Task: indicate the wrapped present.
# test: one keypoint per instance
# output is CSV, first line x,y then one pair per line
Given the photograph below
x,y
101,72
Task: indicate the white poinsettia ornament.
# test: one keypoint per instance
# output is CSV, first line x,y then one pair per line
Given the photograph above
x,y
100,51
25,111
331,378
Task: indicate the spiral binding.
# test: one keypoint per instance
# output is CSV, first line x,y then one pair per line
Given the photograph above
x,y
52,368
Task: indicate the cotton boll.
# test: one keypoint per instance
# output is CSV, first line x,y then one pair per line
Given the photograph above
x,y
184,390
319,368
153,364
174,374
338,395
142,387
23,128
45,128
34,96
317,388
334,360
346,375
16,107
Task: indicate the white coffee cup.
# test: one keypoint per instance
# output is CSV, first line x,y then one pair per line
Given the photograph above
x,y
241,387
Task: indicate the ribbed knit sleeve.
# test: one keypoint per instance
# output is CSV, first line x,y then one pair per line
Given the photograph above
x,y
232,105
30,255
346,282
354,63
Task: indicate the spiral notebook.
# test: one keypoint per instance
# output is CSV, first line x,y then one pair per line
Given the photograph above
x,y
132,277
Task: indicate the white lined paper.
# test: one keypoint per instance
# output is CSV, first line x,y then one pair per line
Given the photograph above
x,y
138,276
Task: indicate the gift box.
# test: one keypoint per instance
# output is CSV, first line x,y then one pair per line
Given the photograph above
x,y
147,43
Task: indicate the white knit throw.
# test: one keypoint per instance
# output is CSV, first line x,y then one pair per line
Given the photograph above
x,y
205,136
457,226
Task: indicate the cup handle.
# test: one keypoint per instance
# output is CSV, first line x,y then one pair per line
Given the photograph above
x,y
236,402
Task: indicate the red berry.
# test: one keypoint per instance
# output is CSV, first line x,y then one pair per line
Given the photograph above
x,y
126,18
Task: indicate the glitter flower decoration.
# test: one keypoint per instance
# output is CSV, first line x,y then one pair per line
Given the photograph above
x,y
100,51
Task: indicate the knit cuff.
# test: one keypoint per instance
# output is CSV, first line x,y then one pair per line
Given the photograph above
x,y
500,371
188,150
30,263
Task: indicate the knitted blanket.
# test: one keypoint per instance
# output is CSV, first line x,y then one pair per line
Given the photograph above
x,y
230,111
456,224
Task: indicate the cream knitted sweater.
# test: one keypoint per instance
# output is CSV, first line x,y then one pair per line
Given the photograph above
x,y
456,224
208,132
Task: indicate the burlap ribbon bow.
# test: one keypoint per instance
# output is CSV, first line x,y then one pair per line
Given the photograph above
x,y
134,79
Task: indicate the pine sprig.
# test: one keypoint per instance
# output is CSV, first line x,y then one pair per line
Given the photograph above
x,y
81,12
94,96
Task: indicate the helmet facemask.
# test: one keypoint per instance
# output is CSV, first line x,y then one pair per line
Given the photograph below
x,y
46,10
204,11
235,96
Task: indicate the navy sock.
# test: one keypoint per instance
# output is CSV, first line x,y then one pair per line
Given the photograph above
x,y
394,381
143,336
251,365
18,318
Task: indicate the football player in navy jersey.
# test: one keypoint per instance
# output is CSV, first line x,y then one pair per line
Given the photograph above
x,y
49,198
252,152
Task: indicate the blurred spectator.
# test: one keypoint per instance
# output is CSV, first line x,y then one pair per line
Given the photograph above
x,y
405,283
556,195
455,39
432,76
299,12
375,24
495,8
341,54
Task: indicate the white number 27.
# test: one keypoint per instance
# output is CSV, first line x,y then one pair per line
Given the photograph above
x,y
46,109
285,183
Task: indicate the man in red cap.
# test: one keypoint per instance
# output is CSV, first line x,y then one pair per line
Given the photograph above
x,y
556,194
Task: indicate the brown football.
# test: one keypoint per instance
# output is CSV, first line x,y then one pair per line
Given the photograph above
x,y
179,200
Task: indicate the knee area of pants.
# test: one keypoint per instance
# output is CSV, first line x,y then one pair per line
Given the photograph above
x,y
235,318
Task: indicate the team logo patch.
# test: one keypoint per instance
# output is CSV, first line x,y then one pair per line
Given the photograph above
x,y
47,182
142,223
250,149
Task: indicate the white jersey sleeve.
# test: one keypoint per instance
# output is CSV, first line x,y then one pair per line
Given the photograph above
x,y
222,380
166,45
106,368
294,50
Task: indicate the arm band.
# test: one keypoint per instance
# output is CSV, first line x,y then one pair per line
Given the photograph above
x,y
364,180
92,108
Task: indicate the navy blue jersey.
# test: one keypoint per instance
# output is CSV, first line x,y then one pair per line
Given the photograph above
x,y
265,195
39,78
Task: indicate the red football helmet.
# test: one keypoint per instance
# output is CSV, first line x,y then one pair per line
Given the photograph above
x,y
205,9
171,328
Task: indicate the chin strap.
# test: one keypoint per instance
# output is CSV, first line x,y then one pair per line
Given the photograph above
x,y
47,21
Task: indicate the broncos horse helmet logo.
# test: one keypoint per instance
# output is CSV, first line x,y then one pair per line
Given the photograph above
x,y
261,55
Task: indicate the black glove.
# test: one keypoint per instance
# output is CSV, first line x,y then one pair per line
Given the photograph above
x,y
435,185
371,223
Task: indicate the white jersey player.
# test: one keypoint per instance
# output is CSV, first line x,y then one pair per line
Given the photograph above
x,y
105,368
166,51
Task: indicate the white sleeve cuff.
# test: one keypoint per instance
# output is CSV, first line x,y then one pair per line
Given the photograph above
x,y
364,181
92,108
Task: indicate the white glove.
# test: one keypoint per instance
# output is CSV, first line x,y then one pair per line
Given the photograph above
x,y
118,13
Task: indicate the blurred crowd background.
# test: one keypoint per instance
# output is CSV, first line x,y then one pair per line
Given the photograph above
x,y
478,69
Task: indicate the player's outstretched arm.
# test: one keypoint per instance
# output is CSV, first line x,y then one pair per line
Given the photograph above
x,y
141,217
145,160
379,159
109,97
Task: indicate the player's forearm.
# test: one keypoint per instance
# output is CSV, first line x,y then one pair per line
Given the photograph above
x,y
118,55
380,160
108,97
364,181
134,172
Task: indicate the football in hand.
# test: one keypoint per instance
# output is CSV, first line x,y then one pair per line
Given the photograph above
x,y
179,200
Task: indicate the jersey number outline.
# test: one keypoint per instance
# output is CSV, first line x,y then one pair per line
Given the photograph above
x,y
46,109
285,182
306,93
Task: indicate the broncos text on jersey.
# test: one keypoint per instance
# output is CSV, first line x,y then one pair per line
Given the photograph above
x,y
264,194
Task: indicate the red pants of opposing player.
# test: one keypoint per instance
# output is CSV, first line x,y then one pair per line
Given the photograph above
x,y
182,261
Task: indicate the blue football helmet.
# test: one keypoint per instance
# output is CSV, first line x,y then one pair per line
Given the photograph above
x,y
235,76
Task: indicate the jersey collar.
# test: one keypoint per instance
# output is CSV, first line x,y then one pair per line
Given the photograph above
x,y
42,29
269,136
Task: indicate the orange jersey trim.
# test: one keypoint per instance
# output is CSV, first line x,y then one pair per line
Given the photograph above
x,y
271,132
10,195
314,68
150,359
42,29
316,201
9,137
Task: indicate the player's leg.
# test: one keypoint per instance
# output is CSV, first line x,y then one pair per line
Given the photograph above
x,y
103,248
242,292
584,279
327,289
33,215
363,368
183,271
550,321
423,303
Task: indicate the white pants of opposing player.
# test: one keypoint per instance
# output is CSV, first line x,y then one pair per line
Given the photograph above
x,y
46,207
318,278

────────────────

* Task brief: Rewrite the stretch of the material from the line containing "Task: indicate the jersey collar." through its end, changing "jersey" to "shirt" and leaving everything else the same.

* Answer for the task:
Task: indicate the shirt collar.
# test: one keypoint per instance
# output is CSV, first line x,y then one pair per line
Given the photograph above
x,y
42,29
269,136
Task: indicate the orange shirt trim.
# test: one keypoint per instance
# output is CSV, first line x,y then one pair per line
Given the photograph above
x,y
271,132
10,195
314,68
150,359
42,29
316,201
9,137
Task: indicate the player's leg.
# test: one keypoint per instance
# output is CSV, first line x,y then one pair per line
Given the photograph above
x,y
103,248
242,292
584,279
327,289
33,215
363,368
183,271
550,321
423,303
Task: indicate the white pants of opposing player.
# test: one keypoint per instance
# output is CSV, first line x,y then one pair per line
Given the photograph above
x,y
46,207
318,278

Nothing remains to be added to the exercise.